▶ **What the task requires**
Locate each line in the rows below that contains the word "field" and copy every such line in full.

▶ **Information provided**
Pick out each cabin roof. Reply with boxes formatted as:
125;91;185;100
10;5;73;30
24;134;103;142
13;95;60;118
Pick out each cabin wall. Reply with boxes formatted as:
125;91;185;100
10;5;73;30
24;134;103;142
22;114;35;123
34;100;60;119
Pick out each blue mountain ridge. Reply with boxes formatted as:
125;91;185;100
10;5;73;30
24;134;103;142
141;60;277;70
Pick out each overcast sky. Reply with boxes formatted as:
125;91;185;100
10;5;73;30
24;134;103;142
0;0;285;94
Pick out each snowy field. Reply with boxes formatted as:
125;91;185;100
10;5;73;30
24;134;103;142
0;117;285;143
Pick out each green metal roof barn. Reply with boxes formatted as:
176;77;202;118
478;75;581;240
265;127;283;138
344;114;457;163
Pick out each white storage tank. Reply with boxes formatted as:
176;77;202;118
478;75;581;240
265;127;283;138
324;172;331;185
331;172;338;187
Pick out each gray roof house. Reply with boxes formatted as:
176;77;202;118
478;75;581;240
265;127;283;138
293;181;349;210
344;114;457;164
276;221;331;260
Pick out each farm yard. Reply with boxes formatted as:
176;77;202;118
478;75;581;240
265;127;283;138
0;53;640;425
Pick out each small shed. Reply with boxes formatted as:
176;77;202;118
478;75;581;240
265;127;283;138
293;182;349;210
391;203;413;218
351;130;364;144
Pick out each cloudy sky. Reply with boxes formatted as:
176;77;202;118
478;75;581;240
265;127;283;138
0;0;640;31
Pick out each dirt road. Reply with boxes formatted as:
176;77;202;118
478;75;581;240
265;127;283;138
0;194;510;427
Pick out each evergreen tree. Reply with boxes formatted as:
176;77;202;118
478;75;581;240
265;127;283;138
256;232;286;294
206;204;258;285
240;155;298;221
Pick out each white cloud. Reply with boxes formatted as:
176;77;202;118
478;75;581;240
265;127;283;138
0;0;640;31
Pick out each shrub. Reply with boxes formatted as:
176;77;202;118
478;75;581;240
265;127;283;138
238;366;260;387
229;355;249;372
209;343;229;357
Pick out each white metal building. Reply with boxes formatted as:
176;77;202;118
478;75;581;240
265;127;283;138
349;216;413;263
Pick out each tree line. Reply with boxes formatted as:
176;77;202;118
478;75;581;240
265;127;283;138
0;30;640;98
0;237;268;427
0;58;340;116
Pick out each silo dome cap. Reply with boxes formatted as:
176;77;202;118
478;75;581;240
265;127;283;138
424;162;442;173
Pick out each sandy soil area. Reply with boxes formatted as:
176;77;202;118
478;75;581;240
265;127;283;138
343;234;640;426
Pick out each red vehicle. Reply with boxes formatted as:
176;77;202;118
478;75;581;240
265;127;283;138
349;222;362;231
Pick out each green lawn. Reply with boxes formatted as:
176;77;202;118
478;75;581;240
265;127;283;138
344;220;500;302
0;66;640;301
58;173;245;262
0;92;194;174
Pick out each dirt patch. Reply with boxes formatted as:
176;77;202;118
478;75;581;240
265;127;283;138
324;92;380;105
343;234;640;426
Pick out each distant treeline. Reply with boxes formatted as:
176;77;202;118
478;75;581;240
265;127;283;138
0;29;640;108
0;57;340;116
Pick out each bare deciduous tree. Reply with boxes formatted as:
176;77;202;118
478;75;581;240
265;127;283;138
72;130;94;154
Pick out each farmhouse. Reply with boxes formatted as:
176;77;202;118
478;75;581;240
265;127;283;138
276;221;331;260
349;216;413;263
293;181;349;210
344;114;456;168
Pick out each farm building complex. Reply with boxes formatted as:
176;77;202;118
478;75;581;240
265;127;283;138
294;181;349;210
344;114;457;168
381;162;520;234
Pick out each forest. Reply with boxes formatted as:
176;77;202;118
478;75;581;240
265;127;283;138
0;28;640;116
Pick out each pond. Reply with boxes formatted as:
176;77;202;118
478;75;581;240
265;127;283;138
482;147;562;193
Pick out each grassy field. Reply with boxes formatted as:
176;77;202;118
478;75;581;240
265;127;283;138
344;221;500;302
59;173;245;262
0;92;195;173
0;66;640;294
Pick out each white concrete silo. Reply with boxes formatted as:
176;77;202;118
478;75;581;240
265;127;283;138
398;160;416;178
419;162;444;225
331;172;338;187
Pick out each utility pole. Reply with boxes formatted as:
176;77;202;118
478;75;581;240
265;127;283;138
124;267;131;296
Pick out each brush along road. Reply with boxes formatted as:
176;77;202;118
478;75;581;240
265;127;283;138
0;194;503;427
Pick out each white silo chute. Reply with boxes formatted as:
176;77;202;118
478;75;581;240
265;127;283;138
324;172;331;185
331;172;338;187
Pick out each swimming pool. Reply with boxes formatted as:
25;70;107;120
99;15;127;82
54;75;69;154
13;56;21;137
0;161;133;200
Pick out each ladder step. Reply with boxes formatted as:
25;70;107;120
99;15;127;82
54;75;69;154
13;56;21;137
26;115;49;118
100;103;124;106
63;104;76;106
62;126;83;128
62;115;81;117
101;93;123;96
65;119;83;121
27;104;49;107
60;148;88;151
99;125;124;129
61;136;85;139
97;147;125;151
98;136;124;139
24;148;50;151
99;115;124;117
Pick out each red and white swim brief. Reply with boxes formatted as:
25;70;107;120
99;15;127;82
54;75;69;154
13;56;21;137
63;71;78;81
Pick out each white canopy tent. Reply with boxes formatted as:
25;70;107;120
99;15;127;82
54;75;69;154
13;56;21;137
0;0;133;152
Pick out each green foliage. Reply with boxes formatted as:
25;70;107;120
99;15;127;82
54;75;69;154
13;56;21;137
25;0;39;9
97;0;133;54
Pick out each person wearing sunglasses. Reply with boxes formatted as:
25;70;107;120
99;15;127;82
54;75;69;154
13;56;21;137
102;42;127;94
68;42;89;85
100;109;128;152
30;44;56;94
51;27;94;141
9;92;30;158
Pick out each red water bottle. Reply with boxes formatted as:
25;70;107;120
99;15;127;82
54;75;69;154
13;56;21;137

▶ **Final result**
Pick out each snowy field. Reply with boxes formatted as:
Pick out each grassy field. Reply with boxes formatted as:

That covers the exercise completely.